• U.S.

Medicine: No-Frills Hospitals

4 minute read
TIME

Few expenses have climbed faster —or higher—than hospital care. The cost of a semiprivate room in a typical U.S. hospital is now more than $113 a day, three times as high as a decade ago. In some metropolitan areas, such as New York City, Washington and Los Angeles, semiprivate-room rates have risen above $200. Most hospital officials agree that the greatest single factor in this inflationary increase has been higher salaries for long-neglected employees, whose wages now account for 70% of hospital costs.

Learning to Cope. In an economy move similar to the airlines’ no-frills flights, more and more hospitals are offering no-frills care for patients who are sufficiently well to help themselves. The patients are asked to make their own beds, keep their rooms tidy, take meals in the cafeteria rather than wait for them at bedside, even pick up their own medications. The tactic not only keeps down costs—a saving that most hospitals pass directly on to the patient —but can also be an important part of therapy. For example, at St. Mary’s in Rochester, Minn., and Michael Reese in Chicago, recent stroke victims and paraplegics bathe themselves and even cook their own meals, thus learning to cope with their handicaps.

Self-care units have been set up at 288 hospitals, roughly 5% of the U.S. total. More can be expected in the future, as hospital administrators wrestle with the difficult problem of holding down expenses while maintaining the quality of patient care. Says an official of the American Hospital Association: “It’s one of the most innovative approaches we’ve yet tried in meeting the challenge of rising medical costs.”

Provided data:
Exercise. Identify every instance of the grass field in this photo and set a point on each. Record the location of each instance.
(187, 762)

---

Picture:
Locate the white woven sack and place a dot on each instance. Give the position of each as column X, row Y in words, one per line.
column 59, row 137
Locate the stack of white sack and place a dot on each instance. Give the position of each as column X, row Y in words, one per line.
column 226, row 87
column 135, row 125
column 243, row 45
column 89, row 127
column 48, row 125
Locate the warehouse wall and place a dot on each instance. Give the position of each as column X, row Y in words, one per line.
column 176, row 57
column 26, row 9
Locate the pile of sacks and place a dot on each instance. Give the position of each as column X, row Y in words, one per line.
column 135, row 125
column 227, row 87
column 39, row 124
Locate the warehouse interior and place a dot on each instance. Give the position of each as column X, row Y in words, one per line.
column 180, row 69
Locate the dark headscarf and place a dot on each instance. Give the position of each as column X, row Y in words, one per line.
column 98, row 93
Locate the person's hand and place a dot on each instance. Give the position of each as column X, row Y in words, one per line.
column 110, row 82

What needs to be done:
According to the article on no-frills hospitals, how many hospitals have set up self-care units? The records play no part here.

The answer:
Self-care units have been set up at 288 hospitals, roughly 5% of the U.S. total.